* WHAT YOU SHOULD DO: Please say how many lines of the entries below contain the word "reflection", and leave out everything else.

* PROVIDED ENTRIES:
::::

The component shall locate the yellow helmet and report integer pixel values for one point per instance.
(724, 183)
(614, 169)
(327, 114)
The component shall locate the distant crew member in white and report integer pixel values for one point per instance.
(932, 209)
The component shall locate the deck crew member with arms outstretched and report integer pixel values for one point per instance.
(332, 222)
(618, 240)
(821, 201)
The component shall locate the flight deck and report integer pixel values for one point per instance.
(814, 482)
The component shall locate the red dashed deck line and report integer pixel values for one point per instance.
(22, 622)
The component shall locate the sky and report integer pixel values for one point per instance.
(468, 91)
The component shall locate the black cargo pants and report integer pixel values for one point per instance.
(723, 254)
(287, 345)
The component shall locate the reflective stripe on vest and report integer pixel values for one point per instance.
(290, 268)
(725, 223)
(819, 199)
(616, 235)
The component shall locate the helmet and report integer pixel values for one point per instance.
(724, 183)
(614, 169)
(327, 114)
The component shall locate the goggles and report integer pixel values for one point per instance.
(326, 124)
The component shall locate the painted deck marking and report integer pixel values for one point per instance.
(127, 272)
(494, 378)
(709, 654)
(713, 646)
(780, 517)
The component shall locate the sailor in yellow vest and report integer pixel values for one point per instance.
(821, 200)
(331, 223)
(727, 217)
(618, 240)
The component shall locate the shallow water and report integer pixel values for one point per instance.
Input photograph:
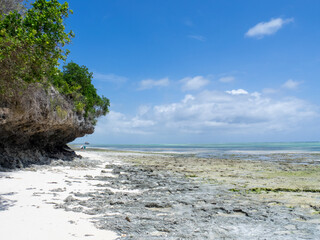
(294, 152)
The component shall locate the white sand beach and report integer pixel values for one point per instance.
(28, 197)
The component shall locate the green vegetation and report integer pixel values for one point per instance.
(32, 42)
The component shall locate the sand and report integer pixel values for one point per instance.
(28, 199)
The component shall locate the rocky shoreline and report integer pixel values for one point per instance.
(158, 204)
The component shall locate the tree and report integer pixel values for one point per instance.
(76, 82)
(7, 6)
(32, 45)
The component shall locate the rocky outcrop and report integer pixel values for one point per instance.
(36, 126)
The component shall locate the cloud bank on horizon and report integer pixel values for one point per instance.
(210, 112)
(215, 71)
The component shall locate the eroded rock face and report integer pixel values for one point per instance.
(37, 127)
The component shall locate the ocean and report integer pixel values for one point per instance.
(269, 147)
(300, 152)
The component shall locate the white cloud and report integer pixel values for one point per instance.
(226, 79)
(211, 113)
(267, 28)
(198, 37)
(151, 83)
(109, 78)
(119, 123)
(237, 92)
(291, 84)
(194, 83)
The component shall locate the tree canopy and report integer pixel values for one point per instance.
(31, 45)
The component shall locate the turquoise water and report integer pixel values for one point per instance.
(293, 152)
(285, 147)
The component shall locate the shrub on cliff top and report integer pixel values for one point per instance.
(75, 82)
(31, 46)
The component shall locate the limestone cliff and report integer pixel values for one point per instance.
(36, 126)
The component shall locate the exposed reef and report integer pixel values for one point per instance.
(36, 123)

::::

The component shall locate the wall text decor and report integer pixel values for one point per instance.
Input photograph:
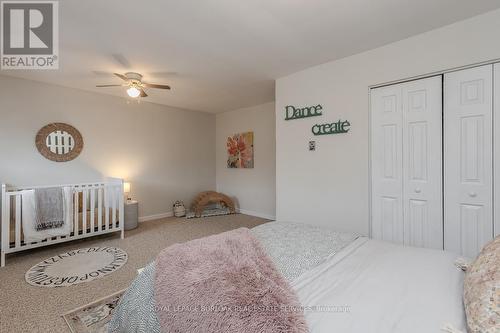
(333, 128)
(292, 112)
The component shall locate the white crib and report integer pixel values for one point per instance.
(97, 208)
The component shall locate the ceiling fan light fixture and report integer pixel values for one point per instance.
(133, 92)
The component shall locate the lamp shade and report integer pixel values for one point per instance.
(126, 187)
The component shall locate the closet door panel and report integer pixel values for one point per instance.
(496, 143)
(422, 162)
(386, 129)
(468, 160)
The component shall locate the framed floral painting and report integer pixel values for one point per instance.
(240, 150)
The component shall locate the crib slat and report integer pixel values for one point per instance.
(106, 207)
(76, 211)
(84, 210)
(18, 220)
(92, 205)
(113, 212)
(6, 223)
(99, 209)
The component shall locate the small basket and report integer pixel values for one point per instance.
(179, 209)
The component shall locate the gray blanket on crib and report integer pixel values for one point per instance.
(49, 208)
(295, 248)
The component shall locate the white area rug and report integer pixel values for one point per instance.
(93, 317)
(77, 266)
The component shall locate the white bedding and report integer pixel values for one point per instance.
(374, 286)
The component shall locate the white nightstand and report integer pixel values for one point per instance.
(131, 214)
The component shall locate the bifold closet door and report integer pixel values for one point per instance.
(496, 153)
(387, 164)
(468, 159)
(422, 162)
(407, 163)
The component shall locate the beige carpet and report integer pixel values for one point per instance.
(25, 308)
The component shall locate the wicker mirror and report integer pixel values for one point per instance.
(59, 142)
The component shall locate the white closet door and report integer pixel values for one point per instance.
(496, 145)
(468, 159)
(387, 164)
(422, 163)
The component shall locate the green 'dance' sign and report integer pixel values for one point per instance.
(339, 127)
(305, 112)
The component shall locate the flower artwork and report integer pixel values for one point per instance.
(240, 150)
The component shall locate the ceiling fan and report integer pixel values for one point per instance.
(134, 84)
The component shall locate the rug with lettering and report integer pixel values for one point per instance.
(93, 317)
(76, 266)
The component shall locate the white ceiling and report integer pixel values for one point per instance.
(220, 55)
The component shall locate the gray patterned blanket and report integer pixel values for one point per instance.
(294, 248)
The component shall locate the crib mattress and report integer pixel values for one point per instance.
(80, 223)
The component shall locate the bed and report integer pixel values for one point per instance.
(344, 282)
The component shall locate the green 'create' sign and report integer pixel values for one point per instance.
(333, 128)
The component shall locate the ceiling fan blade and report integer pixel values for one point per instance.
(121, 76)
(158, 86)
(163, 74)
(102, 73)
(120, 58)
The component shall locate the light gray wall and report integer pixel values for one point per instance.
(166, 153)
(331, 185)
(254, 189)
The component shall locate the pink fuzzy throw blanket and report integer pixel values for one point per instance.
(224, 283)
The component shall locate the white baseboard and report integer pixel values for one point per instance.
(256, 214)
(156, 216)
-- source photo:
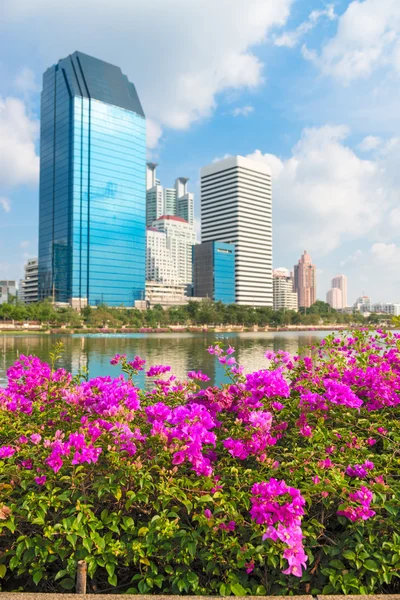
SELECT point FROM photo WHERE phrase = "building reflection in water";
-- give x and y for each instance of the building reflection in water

::::

* PROBLEM SOLUTION: 2